The material below should be written out in full and exactly; pictures stay out of the copy.
▬▬▬▬▬▬▬▬▬▬
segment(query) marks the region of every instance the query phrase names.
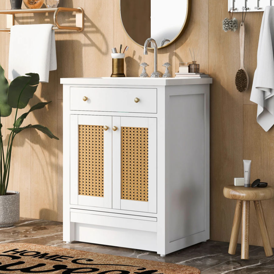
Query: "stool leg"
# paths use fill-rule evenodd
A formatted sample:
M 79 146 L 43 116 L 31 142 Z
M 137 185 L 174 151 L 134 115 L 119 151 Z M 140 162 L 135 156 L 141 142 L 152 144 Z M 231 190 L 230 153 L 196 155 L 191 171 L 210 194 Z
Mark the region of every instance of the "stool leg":
M 231 232 L 231 237 L 230 237 L 230 242 L 229 243 L 229 247 L 228 248 L 228 253 L 231 255 L 235 255 L 236 253 L 236 248 L 237 247 L 239 232 L 241 224 L 241 219 L 242 219 L 242 201 L 238 200 L 236 204 L 233 224 Z
M 250 201 L 243 201 L 242 216 L 242 246 L 241 258 L 248 260 L 249 245 L 249 209 Z
M 258 222 L 259 223 L 260 230 L 261 230 L 261 235 L 262 239 L 265 256 L 267 257 L 272 256 L 273 255 L 273 252 L 266 227 L 262 202 L 260 201 L 255 201 L 254 205 L 256 211 L 256 214 L 257 215 Z

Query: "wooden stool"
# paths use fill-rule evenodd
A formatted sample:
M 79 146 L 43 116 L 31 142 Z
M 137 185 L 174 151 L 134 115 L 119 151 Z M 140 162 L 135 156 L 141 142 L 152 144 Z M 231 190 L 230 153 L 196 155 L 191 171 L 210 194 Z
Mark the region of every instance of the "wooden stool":
M 226 198 L 237 200 L 233 220 L 228 253 L 234 255 L 240 230 L 242 214 L 242 246 L 241 258 L 248 260 L 249 241 L 249 208 L 251 201 L 254 202 L 256 215 L 262 238 L 265 252 L 267 257 L 273 255 L 268 231 L 266 228 L 261 201 L 274 197 L 274 188 L 268 186 L 266 188 L 245 188 L 243 186 L 228 185 L 223 188 L 223 195 Z

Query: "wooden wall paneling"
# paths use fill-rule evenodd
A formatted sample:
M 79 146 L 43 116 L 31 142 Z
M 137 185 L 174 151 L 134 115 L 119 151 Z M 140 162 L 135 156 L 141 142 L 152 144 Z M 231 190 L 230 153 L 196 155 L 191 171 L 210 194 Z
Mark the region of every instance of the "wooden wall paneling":
M 86 9 L 85 0 L 66 0 L 60 1 L 60 6 L 82 8 L 85 13 L 84 30 L 81 32 L 67 30 L 55 31 L 57 60 L 58 98 L 63 99 L 63 86 L 60 84 L 60 78 L 70 77 L 84 77 L 85 76 L 85 35 L 88 31 L 88 11 Z M 93 5 L 94 1 L 86 1 Z M 60 13 L 58 15 L 61 24 L 75 25 L 75 16 L 71 13 Z M 74 14 L 74 13 L 73 14 Z
M 57 100 L 57 220 L 63 220 L 63 100 Z
M 114 1 L 86 1 L 84 58 L 86 61 L 86 77 L 108 76 L 111 74 Z
M 228 242 L 236 201 L 225 198 L 223 190 L 243 172 L 243 94 L 234 83 L 239 69 L 239 33 L 223 30 L 222 22 L 229 15 L 227 2 L 209 0 L 209 72 L 213 79 L 210 89 L 210 238 Z
M 210 20 L 212 20 L 211 18 Z M 209 0 L 192 0 L 190 19 L 185 31 L 176 42 L 175 66 L 179 71 L 179 62 L 192 61 L 189 49 L 199 50 L 197 63 L 201 72 L 208 73 Z M 167 49 L 169 47 L 167 48 Z
M 10 9 L 10 2 L 8 0 L 5 2 L 5 9 Z M 23 4 L 22 4 L 23 5 Z M 22 5 L 22 7 L 23 7 Z M 5 22 L 3 27 L 6 26 L 6 16 L 3 16 L 5 18 Z M 16 16 L 15 24 L 20 22 L 20 24 L 26 23 L 31 20 L 31 15 L 17 15 Z M 3 33 L 5 35 L 5 69 L 6 77 L 8 78 L 8 68 L 9 65 L 9 33 Z M 26 72 L 27 73 L 30 72 Z M 26 109 L 27 109 L 27 107 Z M 17 117 L 26 112 L 26 109 L 20 110 L 18 113 Z M 10 127 L 13 125 L 15 117 L 15 110 L 13 110 L 12 113 L 10 116 L 5 118 L 5 128 Z M 30 117 L 29 116 L 24 121 L 23 125 L 30 123 Z M 8 188 L 12 190 L 16 190 L 20 192 L 20 216 L 26 217 L 31 217 L 30 210 L 30 201 L 32 196 L 31 193 L 31 143 L 30 136 L 29 132 L 26 130 L 19 134 L 14 139 L 13 145 L 11 163 L 11 170 Z M 9 131 L 6 129 L 5 135 L 5 144 L 6 146 L 8 140 L 8 135 L 10 133 Z M 26 202 L 26 201 L 27 201 Z
M 32 112 L 31 122 L 33 125 L 38 124 L 47 127 L 57 135 L 57 80 L 55 72 L 50 74 L 51 80 L 48 83 L 39 84 L 32 103 L 52 102 L 46 108 Z M 32 217 L 38 216 L 39 219 L 57 220 L 57 142 L 60 141 L 51 139 L 35 130 L 31 130 L 30 134 L 32 142 Z
M 257 105 L 244 106 L 244 159 L 251 160 L 251 182 L 259 178 L 274 185 L 274 128 L 265 132 L 257 123 Z M 274 246 L 274 199 L 262 201 L 272 247 Z M 262 245 L 256 214 L 250 207 L 250 244 Z

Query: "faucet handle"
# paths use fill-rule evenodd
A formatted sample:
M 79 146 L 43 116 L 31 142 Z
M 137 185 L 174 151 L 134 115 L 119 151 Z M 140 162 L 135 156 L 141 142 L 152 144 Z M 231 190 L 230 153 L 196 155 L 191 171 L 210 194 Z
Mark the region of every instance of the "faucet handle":
M 148 65 L 146 63 L 142 63 L 140 65 L 140 67 L 143 67 L 142 73 L 140 76 L 140 77 L 148 77 L 148 74 L 146 73 L 146 68 L 149 65 Z
M 162 76 L 163 78 L 169 78 L 171 77 L 171 75 L 169 73 L 169 70 L 168 68 L 170 66 L 170 63 L 167 62 L 165 63 L 163 65 L 163 67 L 166 67 L 166 71 L 165 73 Z

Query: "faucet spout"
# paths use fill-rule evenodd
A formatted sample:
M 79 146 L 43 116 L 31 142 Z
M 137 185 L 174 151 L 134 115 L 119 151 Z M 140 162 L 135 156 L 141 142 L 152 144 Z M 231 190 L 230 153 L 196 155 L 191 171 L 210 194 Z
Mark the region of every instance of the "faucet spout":
M 151 74 L 150 77 L 153 78 L 157 78 L 160 77 L 160 74 L 158 71 L 157 69 L 157 53 L 158 48 L 157 44 L 156 41 L 153 38 L 149 38 L 146 40 L 145 44 L 144 45 L 144 54 L 146 55 L 147 54 L 147 47 L 149 43 L 151 42 L 153 45 L 154 48 L 154 71 Z

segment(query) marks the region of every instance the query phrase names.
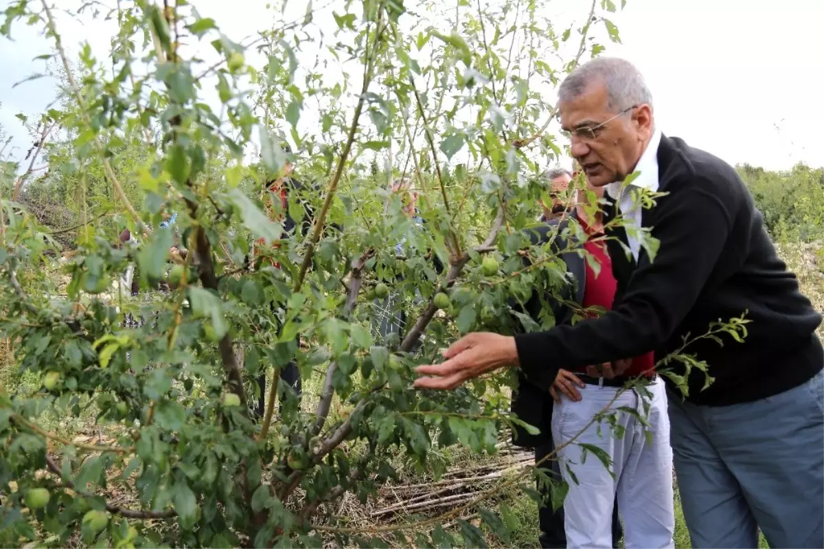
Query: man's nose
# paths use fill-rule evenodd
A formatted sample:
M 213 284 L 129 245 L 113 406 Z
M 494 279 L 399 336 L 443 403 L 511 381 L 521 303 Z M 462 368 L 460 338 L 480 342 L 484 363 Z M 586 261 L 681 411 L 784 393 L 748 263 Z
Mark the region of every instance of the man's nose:
M 576 160 L 583 158 L 589 152 L 589 145 L 583 139 L 573 135 L 569 143 L 569 152 Z

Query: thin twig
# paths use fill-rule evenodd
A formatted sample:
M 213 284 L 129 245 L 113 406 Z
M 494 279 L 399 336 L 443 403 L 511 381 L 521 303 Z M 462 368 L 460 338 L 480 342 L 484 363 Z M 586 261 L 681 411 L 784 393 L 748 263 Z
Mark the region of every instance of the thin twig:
▬▬▬▬▬▬▬▬▬▬
Full response:
segment(query) marks the region of every instance the query phrase names.
Query: "stool leg"
# paths use fill-rule evenodd
A formatted sample:
M 79 146 L 43 116 L 31 142 Z
M 137 185 L 174 151 L 134 115 L 119 151 Z M 140 162 L 135 156 L 141 142 L 152 144 Z M 231 190 L 230 153 L 196 155 L 191 171 L 210 194 Z
Mark the region of every instance of the "stool leg":
M 231 232 L 231 237 L 230 237 L 230 242 L 229 243 L 229 247 L 228 248 L 228 253 L 231 255 L 235 255 L 236 253 L 236 248 L 237 247 L 239 232 L 241 224 L 241 219 L 242 219 L 242 201 L 238 200 L 236 204 L 233 224 Z
M 250 201 L 243 201 L 242 216 L 242 246 L 241 258 L 248 260 L 249 245 L 249 209 Z
M 258 222 L 259 223 L 260 230 L 261 230 L 261 235 L 262 239 L 265 256 L 267 257 L 272 256 L 273 255 L 273 252 L 266 227 L 262 202 L 260 201 L 255 201 L 254 205 L 256 211 L 256 214 L 257 215 Z

Query: "wooden stool"
# paths use fill-rule evenodd
A formatted sample:
M 79 146 L 43 116 L 31 142 Z
M 137 185 L 174 151 L 134 115 L 119 151 Z M 140 162 L 135 156 L 141 142 L 152 144 Z M 231 190 L 230 153 L 196 155 L 191 171 L 210 194 Z
Mark the region of every instance of the "wooden stool":
M 226 198 L 237 200 L 233 220 L 228 253 L 234 255 L 240 230 L 242 214 L 242 246 L 241 258 L 248 260 L 249 241 L 249 208 L 251 201 L 254 202 L 256 215 L 262 238 L 265 252 L 267 257 L 273 255 L 268 231 L 266 228 L 261 201 L 274 197 L 274 188 L 268 186 L 266 188 L 245 188 L 243 186 L 228 185 L 223 188 L 223 195 Z

Query: "wooden wall paneling"
# paths use fill-rule evenodd
A formatted sample:
M 79 146 L 43 116 L 31 142 Z
M 137 185 L 174 151 L 134 115 L 119 151 Z M 140 162 L 135 156 L 141 142 L 152 144 Z M 231 190 L 230 153 L 196 155 L 191 171 L 210 194 Z
Mark the region of every instance of the "wooden wall paneling":
M 86 9 L 85 0 L 66 0 L 60 1 L 60 6 L 82 8 L 85 13 L 84 30 L 81 32 L 67 30 L 55 31 L 57 60 L 58 98 L 63 99 L 63 86 L 60 84 L 60 78 L 70 77 L 84 77 L 85 76 L 85 35 L 88 31 L 88 11 Z M 93 5 L 94 1 L 86 1 Z M 60 13 L 58 15 L 61 24 L 75 25 L 75 16 L 71 13 Z M 74 14 L 74 13 L 73 14 Z
M 57 100 L 57 220 L 63 220 L 63 100 Z
M 114 1 L 86 1 L 84 58 L 86 61 L 86 77 L 108 76 L 111 74 Z
M 228 242 L 236 201 L 225 198 L 223 190 L 243 172 L 243 94 L 234 83 L 239 69 L 239 33 L 223 30 L 222 22 L 229 15 L 227 2 L 209 0 L 209 72 L 213 79 L 210 89 L 210 238 Z
M 210 20 L 212 20 L 211 18 Z M 209 0 L 192 0 L 190 19 L 185 31 L 176 42 L 175 66 L 179 71 L 179 62 L 192 61 L 189 49 L 199 50 L 197 63 L 201 72 L 208 73 Z M 167 49 L 169 47 L 167 48 Z
M 10 9 L 10 2 L 8 0 L 5 2 L 5 9 Z M 23 4 L 22 4 L 23 5 Z M 22 5 L 22 7 L 23 7 Z M 5 22 L 3 27 L 6 26 L 6 16 L 3 16 L 5 18 Z M 16 16 L 15 24 L 20 22 L 20 24 L 26 23 L 31 20 L 31 15 L 17 15 Z M 3 33 L 5 35 L 5 69 L 6 77 L 8 78 L 8 68 L 9 65 L 9 33 Z M 26 72 L 27 73 L 30 72 Z M 26 109 L 27 109 L 27 107 Z M 17 117 L 26 112 L 26 109 L 20 110 L 18 113 Z M 10 127 L 13 125 L 15 117 L 15 110 L 13 110 L 12 113 L 10 116 L 5 118 L 5 128 Z M 30 117 L 29 116 L 24 121 L 23 125 L 30 123 Z M 8 188 L 12 190 L 16 190 L 20 192 L 20 216 L 26 217 L 31 217 L 30 210 L 30 201 L 32 196 L 31 193 L 31 143 L 30 136 L 29 132 L 26 130 L 19 134 L 14 139 L 13 145 L 11 163 L 11 170 Z M 9 131 L 6 129 L 5 135 L 5 144 L 6 146 L 8 140 L 8 135 L 10 133 Z M 26 202 L 26 201 L 27 201 Z
M 32 112 L 31 122 L 33 125 L 38 124 L 47 127 L 57 135 L 57 80 L 55 72 L 50 74 L 51 80 L 48 83 L 39 84 L 32 103 L 52 102 L 46 108 Z M 32 217 L 38 216 L 39 219 L 57 220 L 57 142 L 60 141 L 51 139 L 35 130 L 31 130 L 30 134 L 32 142 Z
M 257 105 L 244 106 L 244 159 L 251 160 L 251 182 L 259 178 L 274 185 L 274 128 L 265 132 L 257 123 Z M 274 246 L 274 199 L 262 201 L 272 247 Z M 262 245 L 256 214 L 250 207 L 250 244 Z

Query: "faucet handle"
# paths use fill-rule evenodd
A formatted sample:
M 79 146 L 43 116 L 31 142 Z
M 137 185 L 174 151 L 134 115 L 119 151 Z M 140 162 L 135 156 L 141 142 L 152 144 Z M 231 190 L 230 153 L 196 155 L 191 171 L 210 194 Z
Mark the region of every instance of the "faucet handle":
M 148 65 L 146 63 L 142 63 L 140 65 L 140 67 L 143 67 L 142 73 L 140 76 L 140 77 L 148 77 L 148 74 L 146 73 L 146 68 L 149 65 Z
M 162 76 L 163 78 L 169 78 L 171 77 L 171 75 L 169 73 L 169 70 L 168 68 L 170 66 L 170 63 L 167 62 L 165 63 L 163 65 L 163 67 L 166 67 L 166 71 L 165 73 Z

Query: "faucet spout"
# paths use fill-rule evenodd
A formatted sample:
M 79 146 L 43 116 L 31 142 Z
M 137 185 L 174 151 L 134 115 L 119 151 Z M 140 162 L 135 156 L 141 142 L 152 144 Z M 231 190 L 230 153 L 196 155 L 191 171 L 210 194 Z
Mark the region of every instance of the "faucet spout":
M 151 74 L 150 77 L 153 78 L 157 78 L 160 77 L 160 74 L 158 71 L 157 69 L 157 53 L 158 48 L 157 44 L 156 41 L 153 38 L 149 38 L 146 40 L 145 44 L 144 45 L 144 54 L 146 55 L 147 54 L 147 47 L 149 43 L 151 42 L 153 45 L 154 48 L 154 71 Z

segment(query) marks the region of every instance the query phrase names.
Query: man's nose
# paths use fill-rule evenodd
A formatted sample:
M 213 284 L 129 245 L 113 406 Z
M 494 279 L 399 336 L 443 403 L 511 381 L 521 303 Z M 462 368 L 460 338 L 480 342 L 484 363 Z M 586 261 L 681 411 L 784 393 L 748 263 Z
Mark the region of every instance of the man's nose:
M 576 160 L 583 158 L 589 152 L 589 145 L 583 139 L 573 135 L 569 143 L 569 152 Z

Query: thin twig
# paths use fill-rule evenodd
A formatted sample:
M 213 284 L 129 245 L 113 406 Z
M 494 279 L 399 336 L 443 403 L 511 381 L 521 303 Z M 462 368 L 460 338 L 480 342 L 484 363 Z M 586 261 L 681 411 L 784 393 L 748 263 Z
Mark the region of every instance of the thin twig:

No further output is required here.